[[ DATASET open ]]
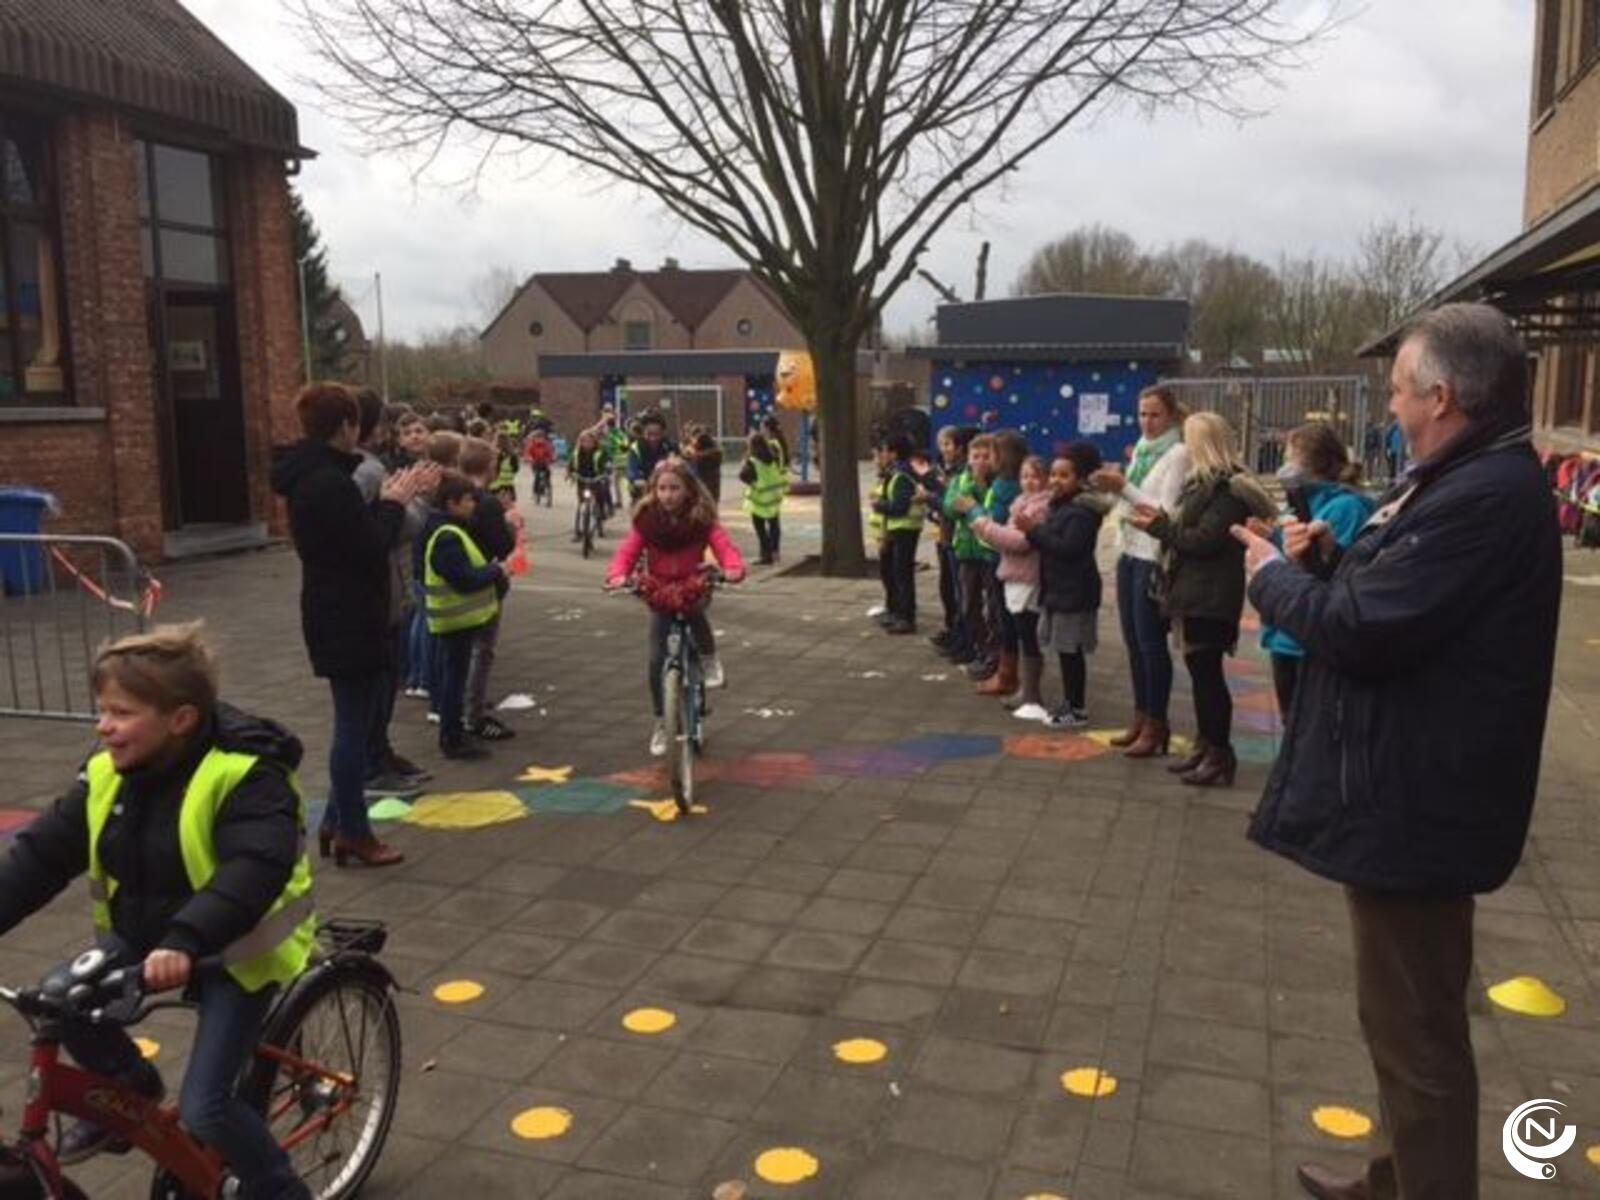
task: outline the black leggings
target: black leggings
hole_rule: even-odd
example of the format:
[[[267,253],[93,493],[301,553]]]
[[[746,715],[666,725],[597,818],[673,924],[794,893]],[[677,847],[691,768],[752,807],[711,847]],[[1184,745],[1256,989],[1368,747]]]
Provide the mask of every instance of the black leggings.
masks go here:
[[[1183,656],[1194,690],[1194,719],[1206,745],[1225,750],[1233,731],[1233,697],[1222,672],[1224,651],[1190,650]]]
[[[1294,687],[1300,679],[1300,658],[1294,654],[1272,656],[1272,687],[1278,693],[1278,717],[1287,725],[1294,707]]]
[[[1061,655],[1061,687],[1069,707],[1081,710],[1088,706],[1089,662],[1083,651]]]
[[[672,617],[667,613],[650,612],[650,707],[659,718],[664,707],[661,692],[661,670],[667,665],[667,634],[672,632]],[[711,632],[711,622],[702,608],[689,618],[689,636],[702,659],[717,652],[717,639]]]
[[[756,527],[756,542],[761,547],[761,557],[772,559],[778,557],[778,539],[783,531],[778,528],[777,517],[751,517],[751,522]]]
[[[1017,624],[1017,644],[1022,647],[1023,658],[1042,658],[1039,650],[1039,614],[1033,609],[1012,613]]]

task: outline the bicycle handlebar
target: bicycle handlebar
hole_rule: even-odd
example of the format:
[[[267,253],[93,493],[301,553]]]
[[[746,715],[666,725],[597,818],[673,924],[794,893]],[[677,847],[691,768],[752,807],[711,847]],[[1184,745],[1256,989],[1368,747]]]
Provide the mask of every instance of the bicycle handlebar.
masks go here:
[[[220,956],[198,958],[189,977],[223,967]],[[158,1009],[187,1007],[181,995],[176,1000],[151,1001],[144,986],[143,960],[115,966],[111,955],[98,946],[51,972],[37,987],[0,987],[0,1001],[24,1018],[67,1018],[95,1025],[137,1025]]]

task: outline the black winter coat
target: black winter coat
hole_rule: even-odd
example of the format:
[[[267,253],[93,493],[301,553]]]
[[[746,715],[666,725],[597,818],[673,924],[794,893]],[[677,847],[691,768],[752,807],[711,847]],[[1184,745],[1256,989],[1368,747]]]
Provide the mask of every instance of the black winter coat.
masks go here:
[[[1250,598],[1306,649],[1250,837],[1356,887],[1492,891],[1539,779],[1561,542],[1527,430],[1441,452],[1326,581],[1266,567]]]
[[[1177,514],[1163,513],[1150,527],[1165,551],[1161,611],[1237,623],[1244,611],[1244,546],[1231,530],[1250,517],[1276,515],[1272,498],[1243,471],[1191,476]]]
[[[1102,513],[1084,497],[1050,501],[1043,523],[1028,530],[1039,552],[1039,607],[1047,612],[1090,612],[1100,607],[1100,567],[1095,543]]]
[[[362,501],[350,478],[360,462],[325,442],[302,442],[272,468],[272,490],[289,502],[300,556],[306,652],[325,678],[389,665],[389,552],[406,510],[392,500]]]
[[[196,892],[178,847],[184,789],[212,746],[259,755],[217,816],[220,866]],[[218,705],[211,728],[164,770],[129,771],[100,835],[100,857],[117,881],[112,929],[140,955],[158,946],[192,957],[216,954],[272,907],[304,844],[300,802],[289,774],[300,742],[282,726]],[[84,774],[17,834],[0,860],[0,934],[48,904],[89,869],[89,785]]]

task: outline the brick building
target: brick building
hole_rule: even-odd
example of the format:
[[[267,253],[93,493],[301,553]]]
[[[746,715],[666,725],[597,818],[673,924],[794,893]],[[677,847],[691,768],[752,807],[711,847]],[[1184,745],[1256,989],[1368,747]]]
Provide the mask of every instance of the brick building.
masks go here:
[[[1516,321],[1536,355],[1535,428],[1561,450],[1600,450],[1597,67],[1600,0],[1538,0],[1523,230],[1425,306],[1482,300]]]
[[[259,541],[297,435],[295,110],[177,0],[0,6],[0,482],[142,558]]]

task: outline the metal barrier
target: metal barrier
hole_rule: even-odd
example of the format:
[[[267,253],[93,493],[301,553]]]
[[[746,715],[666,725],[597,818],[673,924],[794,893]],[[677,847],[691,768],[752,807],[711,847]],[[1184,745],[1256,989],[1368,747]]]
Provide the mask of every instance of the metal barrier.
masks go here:
[[[102,642],[141,632],[160,585],[116,538],[0,533],[0,716],[92,721]]]
[[[1239,376],[1219,379],[1163,379],[1191,412],[1216,412],[1238,435],[1245,462],[1263,475],[1283,465],[1290,430],[1307,421],[1326,421],[1339,431],[1350,455],[1369,478],[1386,479],[1383,453],[1386,415],[1371,410],[1364,375]]]

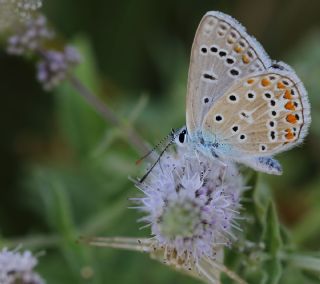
[[ DATASET closed ]]
▶ [WHAT TO PRODUCE]: Every line of the listing that includes "winter" must be shown.

▶ [EXERCISE ANSWER]:
task: outline the black winter coat
target: black winter coat
Provide the mask of every instance of the black winter coat.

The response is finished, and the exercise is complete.